▶ _Given text_
━━━

How Shall Trump Kill Us? Let Us Count The Ways…

Just in the past week, I’ve come across several accounts of the Trump Administration’s war on regulation–you know, those pesky rules that impede commerce by denying businesses the “liberty” of selling shoddy and dangerous goods to an unwary public.

First, the Washington Post has reported on changes at the Consumer Product Safety Commission.

The crashes were brutal. With no warning, the front wheel on the three-wheeled BOB jogging strollers fell off, causing the carriages to careen and even flip over. Adults shattered bones. They tore ligaments. Children smashed their teeth. They gashed their faces. One child bled from his ear canal.

Staff members at the Consumer Product Safety Commission collected 200 consumer-submitted reports from 2012 to 2018 of spontaneous failure of the stroller wheel, which is secured to a front fork by a quick-release lever, like on a bicycle. Nearly 100 adults and children were injured, according to the commission. The agency’s staff members investigated for months before deciding in 2017 that one of the most popular jogging strollers on the market was unsafe and needed to be recalled.

━━━

Data records

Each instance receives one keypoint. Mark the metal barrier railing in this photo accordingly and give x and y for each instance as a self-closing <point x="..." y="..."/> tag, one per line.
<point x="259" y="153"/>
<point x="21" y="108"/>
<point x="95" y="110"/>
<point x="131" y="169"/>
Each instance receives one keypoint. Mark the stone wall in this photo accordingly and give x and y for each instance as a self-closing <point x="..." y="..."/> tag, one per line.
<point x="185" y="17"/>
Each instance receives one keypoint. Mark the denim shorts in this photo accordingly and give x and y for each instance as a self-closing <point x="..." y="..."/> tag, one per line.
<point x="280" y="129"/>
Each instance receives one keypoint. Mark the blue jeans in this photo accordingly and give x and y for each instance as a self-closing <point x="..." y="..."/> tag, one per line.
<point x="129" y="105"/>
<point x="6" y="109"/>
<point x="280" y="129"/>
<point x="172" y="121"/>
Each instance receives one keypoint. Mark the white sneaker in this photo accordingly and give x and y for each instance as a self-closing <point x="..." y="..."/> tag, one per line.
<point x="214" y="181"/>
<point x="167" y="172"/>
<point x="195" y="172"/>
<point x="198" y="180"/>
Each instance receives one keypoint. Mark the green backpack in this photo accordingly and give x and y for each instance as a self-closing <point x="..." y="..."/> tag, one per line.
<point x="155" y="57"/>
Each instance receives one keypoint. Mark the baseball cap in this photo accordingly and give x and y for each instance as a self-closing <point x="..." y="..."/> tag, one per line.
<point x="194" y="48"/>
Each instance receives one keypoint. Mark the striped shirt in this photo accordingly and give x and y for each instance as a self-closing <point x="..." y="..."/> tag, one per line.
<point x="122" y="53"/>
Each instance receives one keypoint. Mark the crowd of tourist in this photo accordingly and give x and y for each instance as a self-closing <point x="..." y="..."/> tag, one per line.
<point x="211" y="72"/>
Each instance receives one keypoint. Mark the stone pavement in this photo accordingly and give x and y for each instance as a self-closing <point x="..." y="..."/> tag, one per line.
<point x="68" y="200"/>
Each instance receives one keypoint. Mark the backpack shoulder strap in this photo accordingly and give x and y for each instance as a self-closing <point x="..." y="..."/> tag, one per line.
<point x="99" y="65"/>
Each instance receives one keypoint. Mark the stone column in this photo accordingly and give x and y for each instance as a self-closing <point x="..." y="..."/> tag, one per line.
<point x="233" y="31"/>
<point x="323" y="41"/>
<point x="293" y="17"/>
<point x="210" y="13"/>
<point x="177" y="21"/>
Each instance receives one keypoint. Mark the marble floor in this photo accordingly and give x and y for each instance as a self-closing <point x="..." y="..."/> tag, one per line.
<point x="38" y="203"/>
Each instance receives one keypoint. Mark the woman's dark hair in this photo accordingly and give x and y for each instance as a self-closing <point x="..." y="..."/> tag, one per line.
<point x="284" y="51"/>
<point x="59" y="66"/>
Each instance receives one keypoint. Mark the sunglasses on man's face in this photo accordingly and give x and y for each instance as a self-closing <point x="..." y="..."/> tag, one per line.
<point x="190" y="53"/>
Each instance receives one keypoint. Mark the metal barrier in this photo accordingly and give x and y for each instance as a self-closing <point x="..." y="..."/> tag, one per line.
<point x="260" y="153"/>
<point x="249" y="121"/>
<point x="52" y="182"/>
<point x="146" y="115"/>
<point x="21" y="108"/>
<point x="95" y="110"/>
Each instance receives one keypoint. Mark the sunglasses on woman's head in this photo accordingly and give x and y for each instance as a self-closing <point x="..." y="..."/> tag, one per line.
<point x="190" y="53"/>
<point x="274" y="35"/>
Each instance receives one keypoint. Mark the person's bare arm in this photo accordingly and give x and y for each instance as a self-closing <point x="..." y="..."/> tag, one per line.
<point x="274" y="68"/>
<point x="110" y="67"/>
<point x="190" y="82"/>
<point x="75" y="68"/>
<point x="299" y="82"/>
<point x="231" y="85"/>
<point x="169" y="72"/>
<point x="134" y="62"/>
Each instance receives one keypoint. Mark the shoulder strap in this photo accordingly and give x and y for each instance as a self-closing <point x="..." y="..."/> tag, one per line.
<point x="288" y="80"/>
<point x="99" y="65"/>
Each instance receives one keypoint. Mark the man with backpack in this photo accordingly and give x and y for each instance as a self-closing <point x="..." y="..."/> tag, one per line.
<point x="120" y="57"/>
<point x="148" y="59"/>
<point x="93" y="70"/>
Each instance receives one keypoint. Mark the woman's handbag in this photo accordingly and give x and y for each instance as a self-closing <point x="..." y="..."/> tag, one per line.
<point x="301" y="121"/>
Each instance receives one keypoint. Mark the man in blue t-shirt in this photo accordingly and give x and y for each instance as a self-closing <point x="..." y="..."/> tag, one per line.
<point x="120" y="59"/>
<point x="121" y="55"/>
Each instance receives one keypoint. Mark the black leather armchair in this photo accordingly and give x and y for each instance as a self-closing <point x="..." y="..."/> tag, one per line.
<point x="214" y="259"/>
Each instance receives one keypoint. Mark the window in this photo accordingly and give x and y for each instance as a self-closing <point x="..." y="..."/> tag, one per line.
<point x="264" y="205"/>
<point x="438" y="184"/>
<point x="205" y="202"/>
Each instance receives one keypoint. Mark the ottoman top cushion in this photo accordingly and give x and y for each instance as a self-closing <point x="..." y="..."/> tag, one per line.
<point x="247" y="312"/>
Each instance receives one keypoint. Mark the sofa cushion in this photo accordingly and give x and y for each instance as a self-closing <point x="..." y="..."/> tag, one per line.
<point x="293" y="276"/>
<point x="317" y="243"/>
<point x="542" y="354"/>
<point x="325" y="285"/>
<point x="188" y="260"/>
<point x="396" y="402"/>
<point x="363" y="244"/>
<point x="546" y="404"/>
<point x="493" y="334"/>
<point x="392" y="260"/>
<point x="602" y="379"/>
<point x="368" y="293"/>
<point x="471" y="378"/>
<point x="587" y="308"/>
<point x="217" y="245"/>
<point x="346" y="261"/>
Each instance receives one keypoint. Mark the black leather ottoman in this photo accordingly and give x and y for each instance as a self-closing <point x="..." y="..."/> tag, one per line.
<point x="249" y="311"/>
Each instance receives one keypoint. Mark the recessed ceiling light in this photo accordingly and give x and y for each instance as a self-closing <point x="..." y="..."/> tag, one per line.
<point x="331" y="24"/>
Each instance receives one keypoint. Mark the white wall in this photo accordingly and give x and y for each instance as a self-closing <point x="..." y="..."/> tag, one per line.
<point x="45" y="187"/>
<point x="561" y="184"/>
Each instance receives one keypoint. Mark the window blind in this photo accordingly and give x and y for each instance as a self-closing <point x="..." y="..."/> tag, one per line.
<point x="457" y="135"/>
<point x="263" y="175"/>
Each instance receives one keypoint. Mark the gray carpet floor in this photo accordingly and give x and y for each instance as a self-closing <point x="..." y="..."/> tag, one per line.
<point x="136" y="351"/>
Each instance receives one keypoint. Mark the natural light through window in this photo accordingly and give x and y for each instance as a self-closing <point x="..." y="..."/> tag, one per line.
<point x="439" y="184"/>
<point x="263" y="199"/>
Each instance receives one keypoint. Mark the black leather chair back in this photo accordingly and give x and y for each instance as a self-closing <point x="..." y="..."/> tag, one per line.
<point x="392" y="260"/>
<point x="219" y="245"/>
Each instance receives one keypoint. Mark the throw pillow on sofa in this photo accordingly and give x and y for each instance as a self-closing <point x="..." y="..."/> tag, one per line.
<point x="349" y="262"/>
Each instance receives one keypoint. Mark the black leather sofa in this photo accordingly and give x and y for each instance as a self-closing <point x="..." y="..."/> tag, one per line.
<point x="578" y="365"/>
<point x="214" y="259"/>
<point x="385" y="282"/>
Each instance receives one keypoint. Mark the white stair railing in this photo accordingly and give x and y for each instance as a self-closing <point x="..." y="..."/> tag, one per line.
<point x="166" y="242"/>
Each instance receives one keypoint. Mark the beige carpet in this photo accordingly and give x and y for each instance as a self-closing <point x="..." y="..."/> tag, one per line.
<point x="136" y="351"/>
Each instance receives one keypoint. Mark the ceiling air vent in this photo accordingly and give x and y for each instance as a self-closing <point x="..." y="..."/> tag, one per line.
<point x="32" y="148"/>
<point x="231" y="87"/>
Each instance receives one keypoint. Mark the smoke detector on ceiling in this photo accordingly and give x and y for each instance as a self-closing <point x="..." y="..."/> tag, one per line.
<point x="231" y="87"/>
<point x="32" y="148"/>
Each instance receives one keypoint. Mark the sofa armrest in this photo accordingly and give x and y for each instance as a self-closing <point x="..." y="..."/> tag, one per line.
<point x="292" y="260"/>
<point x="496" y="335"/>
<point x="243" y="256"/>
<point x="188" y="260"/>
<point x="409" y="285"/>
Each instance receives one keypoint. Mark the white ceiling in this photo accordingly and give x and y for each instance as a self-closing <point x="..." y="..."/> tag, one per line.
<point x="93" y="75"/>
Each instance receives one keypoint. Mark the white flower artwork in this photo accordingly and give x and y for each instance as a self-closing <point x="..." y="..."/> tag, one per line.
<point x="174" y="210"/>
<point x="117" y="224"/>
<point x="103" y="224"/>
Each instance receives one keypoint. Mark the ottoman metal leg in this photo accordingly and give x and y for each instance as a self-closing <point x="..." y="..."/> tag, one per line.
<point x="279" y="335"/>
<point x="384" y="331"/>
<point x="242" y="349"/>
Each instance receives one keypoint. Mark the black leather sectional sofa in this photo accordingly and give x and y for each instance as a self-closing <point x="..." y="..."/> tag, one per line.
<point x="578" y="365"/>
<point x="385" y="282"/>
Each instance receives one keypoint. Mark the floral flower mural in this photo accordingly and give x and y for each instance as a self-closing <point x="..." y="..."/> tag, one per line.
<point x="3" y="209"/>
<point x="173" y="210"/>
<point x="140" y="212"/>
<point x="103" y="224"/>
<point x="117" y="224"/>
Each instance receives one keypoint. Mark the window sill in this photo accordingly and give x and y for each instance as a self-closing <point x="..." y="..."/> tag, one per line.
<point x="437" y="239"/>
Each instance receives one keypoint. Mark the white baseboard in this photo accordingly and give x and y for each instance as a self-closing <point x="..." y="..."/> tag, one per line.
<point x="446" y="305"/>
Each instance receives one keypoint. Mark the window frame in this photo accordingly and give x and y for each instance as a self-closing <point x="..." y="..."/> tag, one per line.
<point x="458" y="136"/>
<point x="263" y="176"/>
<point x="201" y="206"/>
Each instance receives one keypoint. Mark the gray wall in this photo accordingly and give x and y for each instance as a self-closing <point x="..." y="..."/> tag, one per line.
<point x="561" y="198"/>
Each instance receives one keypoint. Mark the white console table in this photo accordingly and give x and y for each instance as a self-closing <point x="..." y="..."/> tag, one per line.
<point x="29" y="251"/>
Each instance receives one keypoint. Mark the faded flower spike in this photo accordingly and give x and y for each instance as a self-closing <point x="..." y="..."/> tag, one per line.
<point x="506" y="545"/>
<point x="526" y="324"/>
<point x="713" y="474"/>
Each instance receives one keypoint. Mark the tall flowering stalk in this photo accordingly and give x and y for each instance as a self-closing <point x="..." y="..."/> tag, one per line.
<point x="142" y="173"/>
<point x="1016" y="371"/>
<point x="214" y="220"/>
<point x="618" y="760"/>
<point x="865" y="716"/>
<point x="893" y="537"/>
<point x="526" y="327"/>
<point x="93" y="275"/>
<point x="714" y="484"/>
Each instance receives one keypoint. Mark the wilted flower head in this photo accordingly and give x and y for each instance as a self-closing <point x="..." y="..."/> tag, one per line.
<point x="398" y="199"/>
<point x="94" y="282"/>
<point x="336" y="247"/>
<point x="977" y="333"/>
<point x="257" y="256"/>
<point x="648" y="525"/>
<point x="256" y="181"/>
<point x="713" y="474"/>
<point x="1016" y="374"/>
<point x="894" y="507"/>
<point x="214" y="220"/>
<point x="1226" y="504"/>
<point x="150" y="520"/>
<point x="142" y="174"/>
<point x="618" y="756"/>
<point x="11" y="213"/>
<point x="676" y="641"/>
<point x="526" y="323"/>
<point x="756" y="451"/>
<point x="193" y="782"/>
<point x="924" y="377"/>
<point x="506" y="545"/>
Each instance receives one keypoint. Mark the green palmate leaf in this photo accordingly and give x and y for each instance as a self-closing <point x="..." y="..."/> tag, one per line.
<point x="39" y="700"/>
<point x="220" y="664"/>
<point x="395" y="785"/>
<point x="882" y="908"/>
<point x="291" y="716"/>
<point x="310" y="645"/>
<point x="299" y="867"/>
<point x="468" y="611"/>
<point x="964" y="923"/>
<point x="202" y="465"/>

━━━

▶ _Exercise objective_
Pick up the post on the Trump Administration's rollback of regulation right after its last sentence and keep it going.

▶ _Answer_
The manufacturer refused to issue a voluntary recall of the nearly 500,000 strollers, insisting they were safe when used as instructed. The agency sued.

Then Trump was elected.

 According to a review of documents by The Washington Post and interviews with eight current and former senior agency officials, the agency’s Republican chairwoman kept Democratic commissioners in the dark about the stroller investigation and then helped end the case in court.

The settlement did not include a recall or formal correction plan.

Paul Krugman’s column in the New York Times looks at food inspections.His column’s title– “Donald Trump is Trying to Kill You”–isn’t really an exaggeration. As Krugman notes, even if he’s a one-term president, Trump will have caused, directly or indirectly, the premature deaths of a large number of Americans.

Some of those deaths will come at the hands of right-wing, white nationalist extremists, who are a rapidly growing threat, partly because they feel empowered by a president who calls them “very fine people.”

Some will come from failures of governance, like the inadequate response to Hurricane Maria, which surely contributed to the high death toll in Puerto Rico. (Reminder: Puerto Ricans are U.S. citizens.)

Some will come from the administration’s continuing efforts to sabotage Obamacare..

But the biggest death toll is likely to come from Trump’s agenda of deregulation — or maybe we should call it “deregulation,” because his administration is curiously selective about which industries it wants to leave alone.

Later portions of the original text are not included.